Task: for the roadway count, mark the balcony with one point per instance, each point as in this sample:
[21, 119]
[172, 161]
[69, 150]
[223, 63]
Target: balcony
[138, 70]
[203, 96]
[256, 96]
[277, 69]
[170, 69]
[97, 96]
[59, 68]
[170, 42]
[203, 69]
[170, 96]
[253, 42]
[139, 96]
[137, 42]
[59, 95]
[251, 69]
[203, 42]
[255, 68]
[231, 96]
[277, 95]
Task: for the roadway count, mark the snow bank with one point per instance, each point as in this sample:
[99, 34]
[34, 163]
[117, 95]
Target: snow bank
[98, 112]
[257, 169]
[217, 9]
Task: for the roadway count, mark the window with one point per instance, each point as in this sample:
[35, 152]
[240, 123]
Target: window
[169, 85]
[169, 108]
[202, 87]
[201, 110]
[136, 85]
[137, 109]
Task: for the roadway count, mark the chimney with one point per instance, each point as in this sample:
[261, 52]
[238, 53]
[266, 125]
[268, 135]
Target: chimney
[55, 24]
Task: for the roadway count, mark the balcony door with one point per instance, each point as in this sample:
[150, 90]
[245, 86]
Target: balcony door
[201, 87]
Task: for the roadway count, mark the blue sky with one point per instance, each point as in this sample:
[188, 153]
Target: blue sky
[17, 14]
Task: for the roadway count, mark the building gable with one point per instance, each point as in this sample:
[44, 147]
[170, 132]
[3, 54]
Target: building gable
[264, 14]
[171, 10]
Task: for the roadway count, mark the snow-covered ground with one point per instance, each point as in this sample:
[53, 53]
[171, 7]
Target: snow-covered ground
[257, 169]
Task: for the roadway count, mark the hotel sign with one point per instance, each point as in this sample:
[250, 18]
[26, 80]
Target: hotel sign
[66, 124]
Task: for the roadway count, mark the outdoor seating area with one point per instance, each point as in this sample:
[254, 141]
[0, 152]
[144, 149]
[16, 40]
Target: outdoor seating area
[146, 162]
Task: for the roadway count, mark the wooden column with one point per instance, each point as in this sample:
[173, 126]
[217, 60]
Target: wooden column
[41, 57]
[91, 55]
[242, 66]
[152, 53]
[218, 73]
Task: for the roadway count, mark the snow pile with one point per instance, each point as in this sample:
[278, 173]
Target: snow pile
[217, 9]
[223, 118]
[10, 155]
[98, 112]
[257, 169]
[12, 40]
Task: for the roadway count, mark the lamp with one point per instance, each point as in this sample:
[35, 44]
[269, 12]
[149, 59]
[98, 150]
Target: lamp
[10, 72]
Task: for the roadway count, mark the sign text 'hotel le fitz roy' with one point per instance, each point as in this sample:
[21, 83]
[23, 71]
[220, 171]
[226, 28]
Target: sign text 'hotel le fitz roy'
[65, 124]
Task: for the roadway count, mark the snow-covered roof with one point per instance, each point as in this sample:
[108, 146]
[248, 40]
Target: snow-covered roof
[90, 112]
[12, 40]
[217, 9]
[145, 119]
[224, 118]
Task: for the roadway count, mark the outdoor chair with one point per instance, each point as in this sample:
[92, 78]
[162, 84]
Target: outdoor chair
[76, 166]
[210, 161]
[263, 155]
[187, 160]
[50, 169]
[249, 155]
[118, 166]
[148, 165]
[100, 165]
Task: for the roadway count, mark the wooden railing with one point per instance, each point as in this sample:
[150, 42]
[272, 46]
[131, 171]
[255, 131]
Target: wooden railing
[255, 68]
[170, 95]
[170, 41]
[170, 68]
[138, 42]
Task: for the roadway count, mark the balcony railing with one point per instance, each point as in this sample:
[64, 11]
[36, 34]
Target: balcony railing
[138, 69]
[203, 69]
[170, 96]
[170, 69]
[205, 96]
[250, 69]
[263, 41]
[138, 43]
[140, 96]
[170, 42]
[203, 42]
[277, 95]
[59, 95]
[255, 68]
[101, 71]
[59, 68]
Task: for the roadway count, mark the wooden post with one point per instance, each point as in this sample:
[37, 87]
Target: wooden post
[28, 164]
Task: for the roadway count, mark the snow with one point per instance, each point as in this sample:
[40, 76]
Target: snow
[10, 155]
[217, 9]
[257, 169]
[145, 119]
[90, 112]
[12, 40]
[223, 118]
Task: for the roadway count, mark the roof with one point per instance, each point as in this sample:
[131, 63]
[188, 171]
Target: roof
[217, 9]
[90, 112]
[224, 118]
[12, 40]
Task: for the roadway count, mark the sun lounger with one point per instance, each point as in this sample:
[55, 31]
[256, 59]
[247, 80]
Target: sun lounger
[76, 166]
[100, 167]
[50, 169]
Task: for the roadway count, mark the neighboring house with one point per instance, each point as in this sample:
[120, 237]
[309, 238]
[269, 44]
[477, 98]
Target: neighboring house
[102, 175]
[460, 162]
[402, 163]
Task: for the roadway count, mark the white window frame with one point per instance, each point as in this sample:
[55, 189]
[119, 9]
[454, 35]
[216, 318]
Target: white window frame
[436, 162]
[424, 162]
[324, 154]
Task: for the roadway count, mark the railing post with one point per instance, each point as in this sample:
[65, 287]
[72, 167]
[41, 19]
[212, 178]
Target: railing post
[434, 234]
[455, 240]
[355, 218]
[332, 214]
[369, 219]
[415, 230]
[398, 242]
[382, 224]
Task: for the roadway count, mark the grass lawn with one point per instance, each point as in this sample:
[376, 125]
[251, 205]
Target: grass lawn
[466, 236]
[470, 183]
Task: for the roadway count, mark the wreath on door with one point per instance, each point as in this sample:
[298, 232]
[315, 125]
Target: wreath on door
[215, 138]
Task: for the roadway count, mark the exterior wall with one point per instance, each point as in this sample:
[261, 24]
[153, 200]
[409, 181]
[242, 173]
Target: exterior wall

Task: All of the entries should be repeated word for word.

Result:
Task: for the roadway count, mark the balcony with one point per instance, each point as in this sample:
[21, 119]
[172, 161]
[69, 150]
[223, 63]
Target: balcony
[138, 70]
[203, 96]
[256, 96]
[277, 69]
[170, 69]
[97, 96]
[59, 68]
[170, 42]
[203, 69]
[170, 96]
[253, 42]
[139, 96]
[137, 42]
[59, 95]
[251, 69]
[203, 42]
[255, 68]
[231, 96]
[277, 95]
Task: for the roadway count, mark the snow bank with one point per instance, each point as in this sample:
[99, 34]
[34, 163]
[117, 95]
Target: snow bank
[98, 112]
[257, 169]
[217, 9]
Task: for the roadway count, mark the window with one point per instance, each point as in this sample:
[35, 152]
[240, 123]
Target: window
[169, 85]
[169, 108]
[202, 87]
[201, 110]
[136, 85]
[137, 109]
Task: for the roadway count, mark the chimney with one point per instance, each point as in this sample:
[261, 52]
[238, 53]
[266, 125]
[268, 135]
Target: chimney
[55, 24]
Task: for the roadway count, mark the balcony door with one point per instance, each point as in this sample:
[150, 90]
[245, 86]
Target: balcony door
[201, 87]
Task: for the roadway count, mark the blue sky with one point per instance, each point as in this sample:
[188, 153]
Target: blue sky
[17, 14]
Task: for the roadway count, mark the building gable with one point per instance, each point as in this sample:
[44, 147]
[170, 132]
[3, 54]
Target: building gable
[264, 14]
[171, 10]
Task: for the roadway count, mark the snow-covered ground with one point per instance, each point as in this sample:
[53, 53]
[171, 7]
Target: snow-covered ground
[257, 169]
Task: for the roadway count, mark the hotel sign with one point per instance, each point as in this sample:
[250, 18]
[26, 80]
Target: hotel sign
[66, 124]
Task: for the roadway count, mark the outdoor seating area with one point per instance, each point as in this sample:
[254, 141]
[0, 152]
[144, 149]
[16, 40]
Target: outdoor seating area
[146, 162]
Task: for the roadway count, mark the wooden column with one point per instance, each point as in this sample:
[173, 126]
[217, 60]
Target: wooden column
[41, 57]
[91, 55]
[242, 66]
[152, 53]
[218, 73]
Task: for the roadway count, mark the snow pile with one point per instance, each point as in this sample:
[278, 173]
Target: snow pile
[217, 9]
[223, 118]
[10, 155]
[98, 112]
[257, 169]
[12, 40]
Task: for the roadway count, mark the lamp with one point per instance, each point as in this sample:
[35, 44]
[269, 12]
[149, 59]
[98, 150]
Target: lamp
[10, 72]
Task: for the roadway count, mark the sign text 'hotel le fitz roy' with one point per instance, each point as in this sample:
[21, 83]
[23, 71]
[220, 171]
[226, 28]
Target: sign text 'hotel le fitz roy'
[65, 124]
Task: for the roadway count, mark the snow-covered roof with one point per instance, each point as in this sample:
[108, 146]
[248, 40]
Target: snow-covered roof
[90, 112]
[12, 40]
[217, 9]
[145, 119]
[224, 118]
Task: for the roadway count, mark the outdoor chair with one point per instance, each point as in this sample:
[92, 78]
[162, 84]
Target: outdoor chair
[76, 166]
[210, 161]
[263, 155]
[187, 160]
[50, 169]
[249, 155]
[118, 166]
[148, 165]
[100, 165]
Task: for the roadway count, mark the wooden railing with one point per instance, each point as in this sample:
[150, 42]
[272, 46]
[131, 171]
[255, 131]
Target: wooden railing
[255, 68]
[170, 95]
[170, 41]
[170, 68]
[138, 42]
Task: for the roadway count, mark the balcony railing with one point per instance, each point as in this sample:
[64, 11]
[36, 34]
Target: balcony railing
[138, 69]
[203, 69]
[170, 96]
[170, 69]
[205, 96]
[250, 69]
[263, 41]
[138, 43]
[140, 96]
[170, 42]
[203, 42]
[277, 95]
[59, 95]
[255, 68]
[101, 71]
[59, 68]
Task: for the roadway count, mark the wooden post with one point per instance, each point as in this sample:
[37, 87]
Target: wooden post
[28, 164]
Task: for the roadway count, mark the snow with one point per instance, each point as in this sample:
[40, 76]
Target: snow
[10, 155]
[217, 9]
[257, 169]
[145, 119]
[90, 112]
[12, 40]
[223, 118]
Task: for the roadway count, mark the roof with one point per instance, each point as in this sample:
[131, 63]
[188, 171]
Target: roof
[217, 9]
[90, 112]
[224, 118]
[12, 40]
Task: for the roadway count, mark the sun lounger with one point per instance, each point as in this sample:
[55, 31]
[256, 59]
[247, 80]
Target: sun lounger
[76, 166]
[100, 167]
[50, 169]
Task: for the roadway count, mark the neighboring house with one point per instance, each point as in this sample:
[120, 237]
[309, 238]
[269, 44]
[477, 98]
Target: neighboring house
[102, 175]
[460, 162]
[402, 163]
Task: for the roadway count, mark the white window frame with one point per instance, each point as in this sample:
[55, 189]
[119, 9]
[454, 35]
[216, 318]
Target: white window frame
[436, 162]
[424, 162]
[324, 154]
Task: for the roadway count, mark the railing post with one point per instance, each point as in this sample:
[65, 287]
[72, 167]
[41, 19]
[212, 178]
Target: railing post
[434, 234]
[455, 240]
[355, 218]
[332, 214]
[369, 219]
[415, 230]
[398, 242]
[382, 224]
Task: for the roadway count, mark the grass lawn with one point per instance, each point as in this sample:
[376, 125]
[251, 205]
Target: grass lawn
[466, 236]
[470, 183]
Task: for the roadway count, mark the wreath on door with one point per instance, each point as in this sample:
[298, 232]
[315, 125]
Target: wreath on door
[215, 138]
Task: for the roadway count, mark the exterior wall with one point per instance, each point as in this sample:
[261, 24]
[153, 200]
[409, 181]
[242, 173]
Target: exterior wall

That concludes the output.